WHAT IS EXPECTED: Would you restate every entry that follows, word for word, and leave out the pictures?

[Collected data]
Content starts

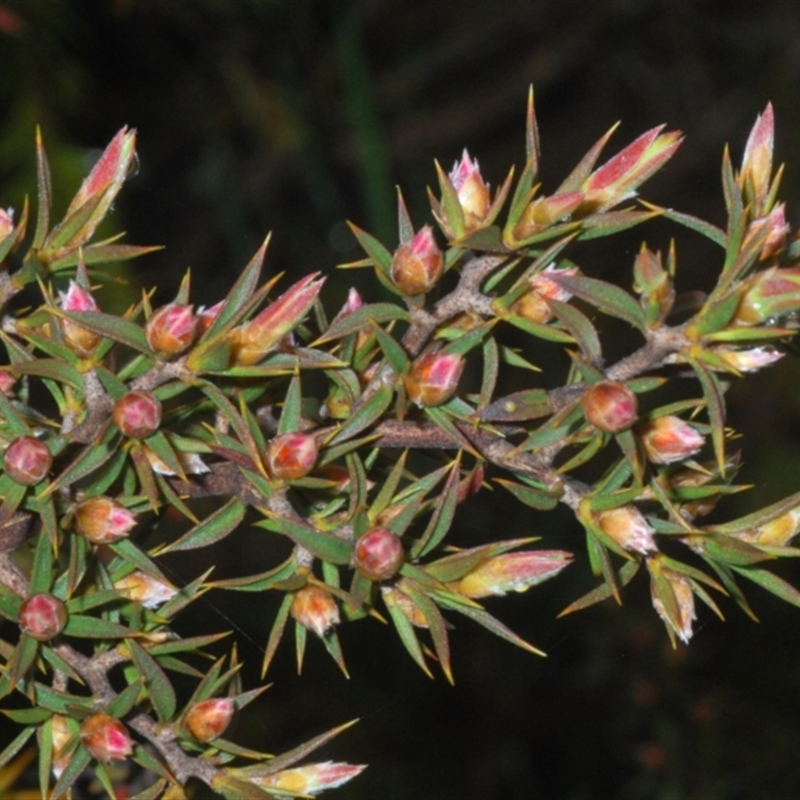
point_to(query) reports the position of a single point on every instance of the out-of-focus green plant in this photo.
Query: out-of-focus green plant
(309, 429)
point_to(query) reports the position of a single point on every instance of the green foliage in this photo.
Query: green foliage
(314, 431)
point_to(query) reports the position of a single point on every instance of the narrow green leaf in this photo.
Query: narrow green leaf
(213, 528)
(162, 695)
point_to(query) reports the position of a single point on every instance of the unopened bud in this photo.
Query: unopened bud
(137, 414)
(379, 554)
(209, 719)
(433, 379)
(628, 528)
(80, 340)
(418, 264)
(27, 461)
(314, 608)
(171, 329)
(472, 190)
(669, 439)
(678, 611)
(512, 572)
(42, 616)
(102, 520)
(291, 456)
(106, 738)
(145, 589)
(610, 406)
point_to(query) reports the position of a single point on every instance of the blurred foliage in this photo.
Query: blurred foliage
(292, 116)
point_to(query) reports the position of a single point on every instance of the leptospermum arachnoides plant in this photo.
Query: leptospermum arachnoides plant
(108, 420)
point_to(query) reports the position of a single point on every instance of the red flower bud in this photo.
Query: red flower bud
(610, 406)
(102, 520)
(668, 439)
(434, 378)
(208, 719)
(292, 455)
(418, 264)
(106, 738)
(42, 616)
(379, 554)
(171, 329)
(27, 460)
(314, 608)
(80, 340)
(137, 414)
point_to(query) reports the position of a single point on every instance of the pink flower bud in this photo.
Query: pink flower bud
(314, 608)
(769, 294)
(434, 378)
(253, 340)
(42, 616)
(291, 456)
(473, 192)
(145, 589)
(418, 264)
(677, 611)
(106, 738)
(750, 360)
(311, 779)
(103, 520)
(668, 439)
(27, 461)
(7, 381)
(379, 554)
(80, 340)
(628, 528)
(512, 572)
(171, 329)
(137, 414)
(756, 169)
(610, 406)
(209, 719)
(6, 223)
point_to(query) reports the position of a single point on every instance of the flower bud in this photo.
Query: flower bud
(314, 608)
(209, 719)
(434, 378)
(512, 572)
(106, 738)
(668, 439)
(7, 381)
(27, 461)
(292, 455)
(145, 589)
(102, 520)
(678, 611)
(628, 528)
(137, 414)
(80, 340)
(171, 329)
(42, 616)
(770, 293)
(750, 360)
(473, 193)
(610, 406)
(379, 554)
(207, 316)
(310, 779)
(418, 264)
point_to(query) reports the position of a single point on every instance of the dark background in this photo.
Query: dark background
(293, 116)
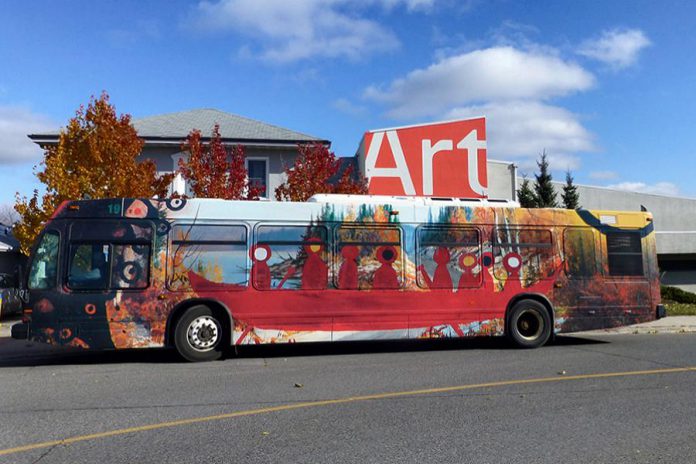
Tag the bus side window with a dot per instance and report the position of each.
(213, 254)
(130, 266)
(524, 253)
(89, 266)
(369, 258)
(579, 251)
(290, 258)
(448, 257)
(624, 254)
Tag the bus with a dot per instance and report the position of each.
(202, 275)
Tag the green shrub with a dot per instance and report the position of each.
(677, 294)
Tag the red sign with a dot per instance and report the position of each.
(443, 159)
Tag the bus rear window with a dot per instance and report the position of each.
(44, 267)
(625, 254)
(212, 254)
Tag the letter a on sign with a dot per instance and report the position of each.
(446, 159)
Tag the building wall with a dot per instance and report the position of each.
(165, 158)
(501, 180)
(674, 219)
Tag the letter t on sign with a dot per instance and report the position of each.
(472, 144)
(428, 153)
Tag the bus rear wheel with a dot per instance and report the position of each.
(529, 324)
(198, 335)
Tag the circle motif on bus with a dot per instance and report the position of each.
(163, 228)
(90, 309)
(175, 204)
(131, 272)
(386, 254)
(512, 262)
(467, 260)
(65, 333)
(261, 253)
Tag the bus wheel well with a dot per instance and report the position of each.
(534, 297)
(222, 313)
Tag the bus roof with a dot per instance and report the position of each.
(331, 208)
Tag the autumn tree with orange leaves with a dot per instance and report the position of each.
(215, 172)
(316, 170)
(95, 157)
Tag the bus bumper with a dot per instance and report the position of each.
(20, 331)
(661, 311)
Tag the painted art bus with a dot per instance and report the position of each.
(204, 274)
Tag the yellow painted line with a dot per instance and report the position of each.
(350, 399)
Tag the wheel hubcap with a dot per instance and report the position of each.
(203, 333)
(530, 324)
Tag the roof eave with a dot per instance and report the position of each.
(48, 139)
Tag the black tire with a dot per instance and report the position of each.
(529, 324)
(199, 335)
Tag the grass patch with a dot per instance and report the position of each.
(678, 302)
(679, 309)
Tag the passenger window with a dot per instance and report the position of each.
(89, 266)
(525, 254)
(205, 256)
(290, 258)
(130, 266)
(579, 251)
(624, 254)
(448, 258)
(369, 258)
(44, 268)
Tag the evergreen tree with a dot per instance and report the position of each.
(570, 196)
(525, 194)
(543, 188)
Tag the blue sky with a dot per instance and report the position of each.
(606, 88)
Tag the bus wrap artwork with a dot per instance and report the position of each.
(114, 273)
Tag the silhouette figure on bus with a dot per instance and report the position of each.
(315, 272)
(348, 273)
(441, 277)
(260, 254)
(385, 276)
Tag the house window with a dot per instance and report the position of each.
(257, 170)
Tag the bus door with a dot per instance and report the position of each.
(42, 282)
(449, 267)
(581, 297)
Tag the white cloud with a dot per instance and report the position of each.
(659, 188)
(617, 48)
(497, 73)
(520, 130)
(411, 5)
(346, 106)
(603, 175)
(15, 124)
(288, 31)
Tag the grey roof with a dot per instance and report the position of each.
(176, 126)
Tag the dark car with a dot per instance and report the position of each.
(10, 301)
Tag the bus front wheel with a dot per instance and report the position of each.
(198, 335)
(529, 324)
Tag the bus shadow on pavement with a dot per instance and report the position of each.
(14, 353)
(392, 346)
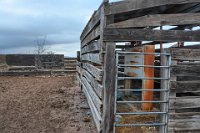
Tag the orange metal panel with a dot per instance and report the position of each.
(148, 73)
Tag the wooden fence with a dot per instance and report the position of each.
(127, 21)
(185, 91)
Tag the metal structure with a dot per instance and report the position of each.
(140, 23)
(164, 102)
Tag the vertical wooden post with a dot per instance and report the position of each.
(109, 88)
(164, 85)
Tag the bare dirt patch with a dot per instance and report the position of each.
(43, 105)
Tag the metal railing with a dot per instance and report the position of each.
(165, 102)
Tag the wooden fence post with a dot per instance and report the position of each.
(109, 88)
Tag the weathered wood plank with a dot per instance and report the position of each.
(124, 35)
(185, 86)
(185, 70)
(94, 20)
(184, 102)
(91, 47)
(92, 57)
(98, 88)
(185, 125)
(133, 5)
(94, 34)
(184, 116)
(94, 71)
(109, 88)
(158, 20)
(96, 116)
(97, 102)
(78, 63)
(78, 69)
(185, 54)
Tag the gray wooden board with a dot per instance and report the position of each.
(109, 88)
(91, 57)
(185, 54)
(94, 71)
(124, 35)
(94, 20)
(91, 47)
(97, 102)
(98, 88)
(185, 70)
(185, 86)
(184, 116)
(94, 34)
(133, 5)
(185, 125)
(159, 20)
(96, 116)
(184, 102)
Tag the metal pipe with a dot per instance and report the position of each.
(142, 53)
(141, 113)
(142, 101)
(149, 66)
(134, 125)
(138, 90)
(124, 78)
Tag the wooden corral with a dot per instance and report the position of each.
(185, 90)
(140, 22)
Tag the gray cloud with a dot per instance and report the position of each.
(22, 22)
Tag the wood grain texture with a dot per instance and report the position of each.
(126, 35)
(158, 20)
(185, 54)
(91, 57)
(109, 88)
(133, 5)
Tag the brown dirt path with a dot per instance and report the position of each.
(43, 105)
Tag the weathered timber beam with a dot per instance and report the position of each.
(132, 5)
(92, 57)
(91, 47)
(96, 72)
(126, 35)
(94, 20)
(94, 34)
(185, 70)
(96, 116)
(109, 88)
(184, 102)
(185, 54)
(96, 100)
(159, 20)
(185, 86)
(98, 88)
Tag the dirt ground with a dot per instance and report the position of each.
(43, 105)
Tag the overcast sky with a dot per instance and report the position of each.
(61, 21)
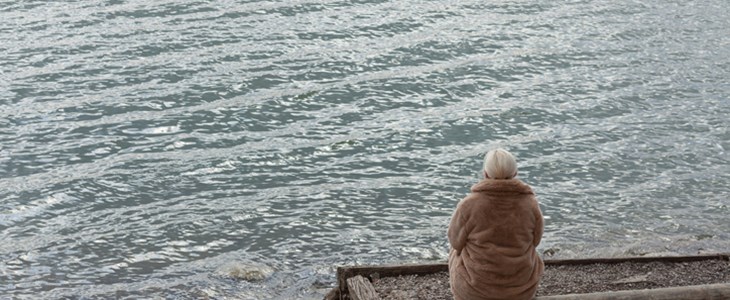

Content ends

EXERCISE SOLUTION:
point_to(query) reports the position of a single point on every instance of the out-of-focus green plant in this photo.
Query: out-of-focus green plant
(309, 429)
point_to(query) reports the position of a single point on every instance of the green foliage in this photo.
Query: green foliage
(314, 431)
point_to(query) reports the position of a single point on every instance of the narrow green leaf in this photo.
Query: narrow green leaf
(213, 528)
(162, 695)
point_to(query) reports the position of a single point on every instance of the unopened bud in this photo.
Query: unopened bud
(137, 414)
(379, 554)
(209, 719)
(433, 379)
(628, 528)
(80, 340)
(418, 264)
(27, 461)
(314, 608)
(171, 329)
(472, 190)
(669, 439)
(678, 611)
(512, 572)
(42, 616)
(102, 520)
(291, 456)
(106, 738)
(145, 589)
(610, 406)
point_to(query) reports the position of a single point on every instance of the blurred foliage in this photo.
Query: blurred foliage
(292, 116)
point_to(query) reports the position of a single point on every instance of the leptospermum arachnoides plant in this photo.
Query: leptospermum arachnoides plant
(108, 420)
point_to(query) reports the position of a single point on every instance of the red flower bud in this photo.
Query: red flower bud
(610, 406)
(102, 520)
(668, 439)
(434, 378)
(208, 719)
(292, 455)
(418, 264)
(106, 738)
(42, 616)
(379, 554)
(171, 329)
(27, 460)
(314, 608)
(80, 340)
(137, 414)
point_to(query) reports the position of a single point on every instance of the pink flower bud in this photo.
Query: pink flower bud
(314, 608)
(769, 294)
(434, 378)
(253, 340)
(42, 616)
(291, 456)
(473, 192)
(145, 589)
(418, 264)
(677, 611)
(106, 738)
(750, 360)
(311, 779)
(103, 520)
(668, 439)
(27, 461)
(7, 381)
(379, 554)
(80, 340)
(628, 528)
(512, 572)
(171, 329)
(137, 414)
(756, 169)
(610, 406)
(209, 719)
(6, 223)
point_to(query) reports the position of a single point on every instance of the flower bud in this photo.
Query: flower bud
(314, 608)
(209, 719)
(434, 378)
(512, 572)
(106, 738)
(668, 439)
(7, 381)
(27, 461)
(292, 455)
(145, 589)
(102, 520)
(678, 611)
(628, 528)
(137, 414)
(80, 340)
(171, 329)
(42, 616)
(770, 293)
(750, 360)
(473, 193)
(610, 406)
(379, 554)
(207, 316)
(310, 779)
(418, 264)
point_to(query) reports the position of a single point on every instance of the dark background in this photo.
Query: dark background
(293, 116)
Tag the bus side window with a dot per instance and report the position of each.
(213, 254)
(130, 266)
(524, 253)
(89, 266)
(369, 258)
(579, 251)
(290, 258)
(448, 257)
(624, 254)
Tag the bus with a dot per instance and report the position of each.
(202, 275)
Tag the green shrub with a dot per instance and report the position of each.
(677, 294)
Tag the red sign with a dot per instance and report the position of each.
(443, 159)
Tag the bus rear window with a dot per instance and report the position of each.
(44, 267)
(625, 254)
(212, 254)
Tag the letter a on sign with a dot per instance and report the position of each.
(446, 159)
Tag the building wall with a dot per instance and report the position of each.
(165, 158)
(501, 180)
(674, 219)
Tag the letter t on sign with a dot per instance and report the position of each.
(472, 144)
(428, 153)
Tag the bus rear wheel with a dot per instance and report the position of each.
(529, 324)
(198, 335)
Tag the circle motif on bus with a dot per instance and report the position of each.
(163, 228)
(90, 309)
(175, 204)
(131, 272)
(386, 254)
(512, 262)
(467, 260)
(65, 333)
(261, 253)
Tag the bus wheel well with a dot per instance and report the position of each.
(534, 297)
(222, 313)
Tag the bus roof with a dot per instance and report the position of each.
(331, 208)
Tag the autumn tree with orange leaves with a dot per instance and report the position of each.
(215, 172)
(316, 170)
(95, 157)
Tag the bus bumper with a dot per instance and report the position of each.
(20, 331)
(661, 311)
Tag the painted art bus with a dot per instance and report the position of each.
(204, 274)
Tag the yellow painted line with a dot per instance and report the position of each.
(350, 399)
Tag the wheel hubcap with a dot per instance and report the position of each.
(203, 333)
(530, 324)
Tag the roof eave with a dot per instance and report the position of each.
(48, 139)
Tag the black tire with a dot per instance and report the position of each.
(529, 324)
(199, 335)
Tag the grass patch with a dot per instance and report the position of each.
(678, 302)
(679, 309)
Tag the passenger window with a dot per instance and report the position of each.
(89, 266)
(525, 254)
(205, 256)
(290, 258)
(130, 266)
(579, 251)
(624, 254)
(448, 258)
(369, 258)
(44, 268)
Tag the evergreen tree with a dot per instance and report the position of each.
(570, 196)
(525, 194)
(543, 188)
Tag the blue sky with a dot per instance and report the position of each.
(606, 88)
Tag the bus wrap artwork with a dot per instance and report the position of each.
(114, 273)
Tag the silhouette figure on bus with a dot per instance and report the position of each.
(315, 272)
(348, 273)
(441, 277)
(260, 254)
(385, 276)
Tag the house window with a dot per instance and report the position of each.
(257, 170)
Tag the bus door with a dot per instance and report the position of each.
(42, 282)
(449, 267)
(581, 297)
Tag the white cloud with a dot per instance and report the position of each.
(659, 188)
(617, 48)
(497, 73)
(520, 130)
(411, 5)
(346, 106)
(603, 175)
(15, 124)
(288, 31)
Tag the grey roof with a dot per instance and report the position of each.
(176, 126)
Tag the dark car with a dot per instance and report the position of each.
(10, 301)
Tag the bus front wheel with a dot per instance and report the position of each.
(198, 335)
(529, 324)
Tag the bus shadow on pavement with a dot per instance and report the position of each.
(14, 353)
(392, 346)
Tag the orange metal panel with a dot per instance and report the position of each.
(148, 73)
Tag the wooden fence with a dot per instance and report the position of each.
(127, 21)
(185, 91)
Tag the metal structure with a dot per instance and report the position of each.
(140, 23)
(164, 102)
Tag the vertical wooden post with a dot per instance and report the position of each.
(109, 88)
(164, 85)
Tag the bare dirt patch with a dot per instance and report the position of each.
(43, 105)
Tag the metal railing with a dot per instance and report the position of each.
(165, 102)
Tag the wooden fence post with a dot per instance and report the position of each.
(109, 88)
Tag the weathered wood plank with a dot per instance and report the position of each.
(124, 35)
(185, 86)
(185, 70)
(94, 20)
(184, 102)
(91, 47)
(92, 57)
(98, 88)
(185, 125)
(133, 5)
(94, 34)
(184, 116)
(94, 71)
(109, 88)
(158, 20)
(96, 116)
(97, 102)
(78, 63)
(78, 69)
(185, 54)
Tag the gray wooden board with a dot per instance and report the position of each.
(109, 88)
(91, 57)
(185, 54)
(94, 71)
(124, 35)
(94, 20)
(91, 47)
(97, 102)
(98, 88)
(185, 70)
(185, 86)
(184, 116)
(94, 34)
(133, 5)
(185, 125)
(159, 20)
(96, 116)
(184, 102)
Tag the metal pipe with a dot per instance and report the position of each.
(142, 53)
(141, 113)
(142, 101)
(149, 66)
(134, 125)
(138, 90)
(124, 78)
Tag the wooden corral with a dot per instance and report the position of each.
(185, 90)
(140, 22)
Tag the gray cloud with a dot per instance and report the position of each.
(22, 22)
Tag the wood grain texture with a dot per instance and report the position of each.
(126, 35)
(158, 20)
(185, 54)
(91, 57)
(109, 88)
(133, 5)
Tag the brown dirt path with a dot per instance and report the position of each.
(43, 105)
Tag the weathered timber beam with a dot per instance and report the position of each.
(132, 5)
(92, 57)
(91, 47)
(96, 72)
(126, 35)
(94, 20)
(94, 34)
(185, 70)
(96, 116)
(109, 88)
(184, 102)
(185, 54)
(96, 100)
(159, 20)
(185, 86)
(98, 88)
Tag the dirt ground with a dot per instance and report the position of each.
(43, 105)
Tag the overcast sky with a dot per instance and report the position of each.
(61, 21)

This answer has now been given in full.